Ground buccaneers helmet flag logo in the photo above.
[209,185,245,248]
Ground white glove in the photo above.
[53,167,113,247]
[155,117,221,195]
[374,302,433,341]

Exercise details — Can you copy out all the items above, word for word, with every line in its original order?

The solution —
Ground buccaneers helmet flag logo in the photo above.
[209,185,245,248]
Ground white glove in the photo above.
[53,167,113,247]
[155,117,221,195]
[374,302,433,341]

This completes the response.